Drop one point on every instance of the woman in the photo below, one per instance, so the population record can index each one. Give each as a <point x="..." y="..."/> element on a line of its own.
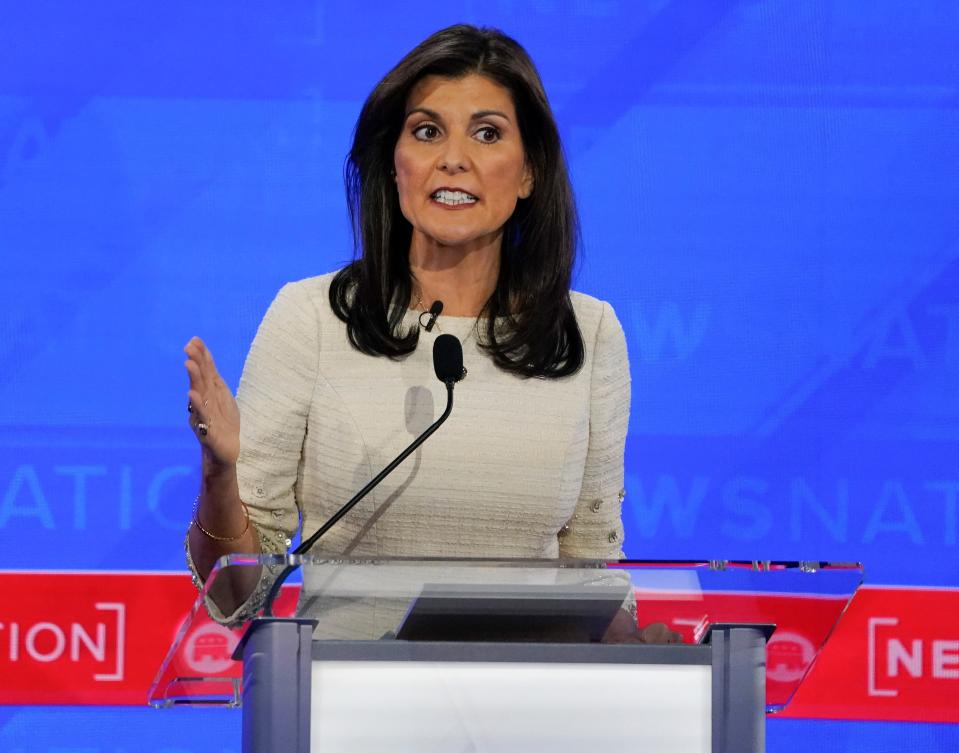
<point x="458" y="193"/>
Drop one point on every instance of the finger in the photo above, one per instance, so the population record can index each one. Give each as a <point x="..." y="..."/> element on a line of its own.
<point x="198" y="381"/>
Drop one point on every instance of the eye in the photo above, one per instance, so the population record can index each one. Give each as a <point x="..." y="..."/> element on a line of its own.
<point x="488" y="134"/>
<point x="426" y="132"/>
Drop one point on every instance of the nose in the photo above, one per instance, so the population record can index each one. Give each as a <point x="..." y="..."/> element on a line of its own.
<point x="454" y="158"/>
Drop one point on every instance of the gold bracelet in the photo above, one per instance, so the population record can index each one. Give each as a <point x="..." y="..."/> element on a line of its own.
<point x="196" y="522"/>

------------------------------------------------

PROBLEM REQUIREMENTS –
A word-for-word copy of the data, without its pictures, is what is needed.

YOUR SOLUTION –
Drop one point on every instance of the woman in the photo below, one per instance, so the population record can index each one. Give each as a <point x="..." y="..."/> element on a line of its own.
<point x="458" y="193"/>
Drop one point on every instance of the finger in the photo above, one per instance, so the population record can index each one. Give each as a <point x="..." y="..."/> element on a line of its own.
<point x="198" y="381"/>
Drop one point on every instance of the eye in the photo above, one per instance, so the population record can index each one. Give each as a <point x="..." y="..."/> element on a line of its own.
<point x="488" y="134"/>
<point x="426" y="132"/>
Drop one point on every instance of the nose in the photo above, one per instance, so the population record can index each one. Give each as a <point x="..." y="..."/> element on a line of its own.
<point x="454" y="158"/>
Drop one point on every instance of the gold bracelet in the photo above, one per instance, so the population record can index each one. Give each as a <point x="..." y="..."/> element on a line of its own.
<point x="196" y="522"/>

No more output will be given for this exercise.